→ **Exercise**
Write out the lines again, from the line with "If you could point out the nightstand" up to and including the last line, and increase every coordinate in the answers by 121 while leaving the requests unchanged.

###

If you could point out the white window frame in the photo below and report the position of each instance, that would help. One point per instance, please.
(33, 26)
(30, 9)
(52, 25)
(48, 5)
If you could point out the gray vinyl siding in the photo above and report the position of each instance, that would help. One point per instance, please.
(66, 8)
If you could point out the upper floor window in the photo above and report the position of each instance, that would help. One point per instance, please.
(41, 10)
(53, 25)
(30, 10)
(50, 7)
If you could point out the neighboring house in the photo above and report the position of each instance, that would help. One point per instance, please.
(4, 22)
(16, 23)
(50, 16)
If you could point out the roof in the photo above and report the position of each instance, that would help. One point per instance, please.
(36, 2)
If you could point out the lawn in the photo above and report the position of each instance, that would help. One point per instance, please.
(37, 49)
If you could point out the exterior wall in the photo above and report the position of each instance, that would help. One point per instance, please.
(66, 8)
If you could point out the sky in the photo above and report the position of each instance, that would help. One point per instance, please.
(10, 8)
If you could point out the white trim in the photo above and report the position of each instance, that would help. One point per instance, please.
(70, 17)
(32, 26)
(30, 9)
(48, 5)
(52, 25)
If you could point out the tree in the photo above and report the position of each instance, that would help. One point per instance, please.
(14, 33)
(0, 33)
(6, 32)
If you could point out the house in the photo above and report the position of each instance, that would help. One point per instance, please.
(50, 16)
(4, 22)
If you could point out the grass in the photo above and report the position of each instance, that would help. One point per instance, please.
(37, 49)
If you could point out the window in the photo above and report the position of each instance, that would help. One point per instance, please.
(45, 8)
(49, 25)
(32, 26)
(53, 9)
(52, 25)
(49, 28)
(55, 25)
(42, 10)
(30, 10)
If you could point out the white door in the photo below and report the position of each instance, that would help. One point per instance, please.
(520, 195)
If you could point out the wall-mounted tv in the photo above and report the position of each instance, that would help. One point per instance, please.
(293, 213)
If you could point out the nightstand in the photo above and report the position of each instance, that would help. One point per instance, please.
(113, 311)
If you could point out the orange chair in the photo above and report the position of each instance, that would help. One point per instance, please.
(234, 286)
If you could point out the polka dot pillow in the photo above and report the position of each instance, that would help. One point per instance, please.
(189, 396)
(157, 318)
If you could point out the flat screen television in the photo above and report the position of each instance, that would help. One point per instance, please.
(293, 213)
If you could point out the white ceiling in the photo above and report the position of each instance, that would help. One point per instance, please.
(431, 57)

###

→ **Result below**
If you could point out the nightstand in the photo above and report the position of each instance, that would help. One point per instance, please.
(234, 432)
If you could point out the orange chair in the photo above and report the position of each instance, that would help. One point per instance, please.
(355, 407)
If you could point out the polka dot pillow in the photo above and report the position of each instance, that would help. One point per instance, please.
(310, 517)
(278, 439)
If you could point out the flat screen television in the photo above and report the position of each instance, that would help. One point per instance, please.
(414, 334)
If you could point out the white ceiling in the photo above and report the position of each instance, that would help. One point per instance, please.
(552, 178)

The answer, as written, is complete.